BEGIN INFORMATION GIVEN
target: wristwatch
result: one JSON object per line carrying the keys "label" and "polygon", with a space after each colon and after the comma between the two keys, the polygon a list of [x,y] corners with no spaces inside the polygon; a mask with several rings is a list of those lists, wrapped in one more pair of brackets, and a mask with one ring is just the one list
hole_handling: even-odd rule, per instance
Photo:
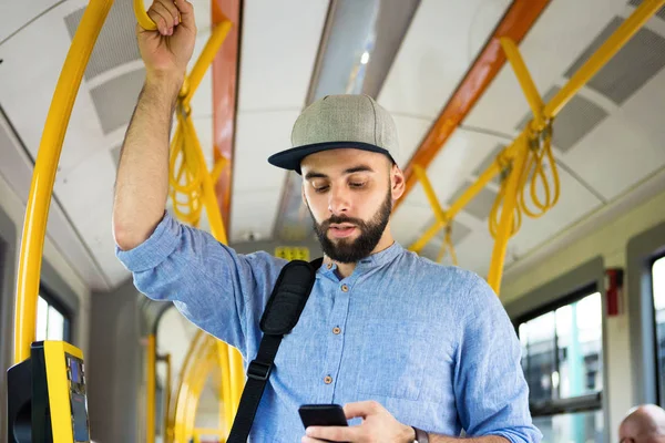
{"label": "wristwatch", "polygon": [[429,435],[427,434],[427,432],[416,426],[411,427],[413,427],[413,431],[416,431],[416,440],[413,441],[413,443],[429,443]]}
END INFORMATION GIVEN
BEGIN INFORMATION GIVEN
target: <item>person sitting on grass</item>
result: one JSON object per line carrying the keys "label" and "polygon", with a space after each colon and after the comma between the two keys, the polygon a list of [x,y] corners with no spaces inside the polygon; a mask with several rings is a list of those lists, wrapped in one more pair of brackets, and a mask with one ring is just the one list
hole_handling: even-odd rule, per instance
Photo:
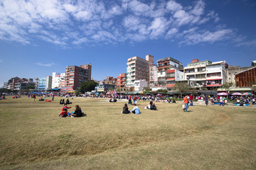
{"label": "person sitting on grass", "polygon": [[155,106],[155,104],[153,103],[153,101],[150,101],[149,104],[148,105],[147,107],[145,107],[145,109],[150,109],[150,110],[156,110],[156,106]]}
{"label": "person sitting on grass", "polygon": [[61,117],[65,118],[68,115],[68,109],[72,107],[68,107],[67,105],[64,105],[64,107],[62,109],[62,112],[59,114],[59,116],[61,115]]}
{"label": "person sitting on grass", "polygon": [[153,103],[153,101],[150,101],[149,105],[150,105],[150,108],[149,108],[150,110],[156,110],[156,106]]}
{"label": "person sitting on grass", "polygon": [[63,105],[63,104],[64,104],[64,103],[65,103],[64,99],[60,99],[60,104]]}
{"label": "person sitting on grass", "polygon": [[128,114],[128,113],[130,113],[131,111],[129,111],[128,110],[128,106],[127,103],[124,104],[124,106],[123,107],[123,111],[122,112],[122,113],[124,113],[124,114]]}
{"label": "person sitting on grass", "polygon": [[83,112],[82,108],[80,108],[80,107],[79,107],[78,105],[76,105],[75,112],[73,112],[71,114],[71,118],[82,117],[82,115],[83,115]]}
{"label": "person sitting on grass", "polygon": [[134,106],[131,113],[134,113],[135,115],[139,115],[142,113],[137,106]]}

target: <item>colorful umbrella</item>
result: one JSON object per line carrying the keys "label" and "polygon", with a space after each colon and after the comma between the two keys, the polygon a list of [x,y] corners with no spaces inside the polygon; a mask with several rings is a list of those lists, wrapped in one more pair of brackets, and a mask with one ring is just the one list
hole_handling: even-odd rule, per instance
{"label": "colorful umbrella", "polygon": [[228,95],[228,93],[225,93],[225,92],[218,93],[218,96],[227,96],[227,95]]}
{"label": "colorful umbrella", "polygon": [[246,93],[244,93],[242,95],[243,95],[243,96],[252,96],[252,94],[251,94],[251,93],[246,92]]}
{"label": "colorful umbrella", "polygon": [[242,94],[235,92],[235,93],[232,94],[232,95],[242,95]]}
END INFORMATION GIVEN
Pull out every line in the data above that contains the string "person".

target: <item>person sitting on grass</item>
{"label": "person sitting on grass", "polygon": [[155,106],[155,104],[153,103],[153,101],[150,101],[149,104],[148,105],[147,107],[145,107],[145,109],[150,109],[150,110],[156,110],[156,106]]}
{"label": "person sitting on grass", "polygon": [[61,117],[65,118],[68,115],[68,109],[72,107],[68,107],[67,105],[64,105],[64,107],[62,109],[62,112],[59,114],[59,116],[61,115]]}
{"label": "person sitting on grass", "polygon": [[153,103],[153,101],[150,101],[149,105],[150,105],[150,108],[149,108],[150,110],[156,110],[156,106]]}
{"label": "person sitting on grass", "polygon": [[63,105],[63,104],[64,104],[64,103],[65,103],[64,99],[60,99],[60,104]]}
{"label": "person sitting on grass", "polygon": [[128,114],[128,113],[130,113],[131,111],[129,111],[128,110],[128,106],[127,103],[124,104],[124,106],[123,107],[123,111],[122,112],[122,113],[124,113],[124,114]]}
{"label": "person sitting on grass", "polygon": [[83,112],[82,108],[80,108],[80,107],[79,107],[78,105],[76,105],[75,112],[73,112],[71,114],[71,118],[82,117],[82,115],[83,115]]}
{"label": "person sitting on grass", "polygon": [[134,106],[131,113],[134,113],[135,115],[139,115],[142,113],[137,106]]}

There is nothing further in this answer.